Exercise:
Once the pictures are set aside, retype the remaining entries exactly.

BEGIN

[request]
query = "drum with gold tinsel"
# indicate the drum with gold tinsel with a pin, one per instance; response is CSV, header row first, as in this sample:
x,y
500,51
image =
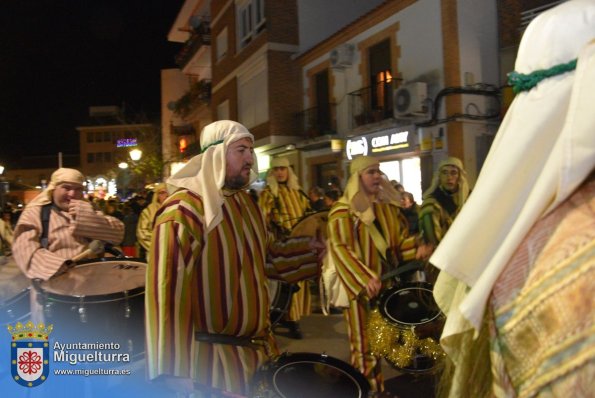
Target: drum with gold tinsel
x,y
405,328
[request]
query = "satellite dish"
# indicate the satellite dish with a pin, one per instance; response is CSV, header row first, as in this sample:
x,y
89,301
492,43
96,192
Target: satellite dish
x,y
402,100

END

Answer section:
[request]
query = "drum with gold tinsel"
# indicate the drum with gold tinsel with a pin, one per instance; response is CSV, header row first, as in this sample:
x,y
500,51
image =
Target: drum with gold tinsel
x,y
405,328
[request]
query = "satellite dish"
# indicate the satellite dish with a pin, one per instance; response is CSV, header row first, as in this sample:
x,y
89,301
492,43
96,192
Target: satellite dish
x,y
402,100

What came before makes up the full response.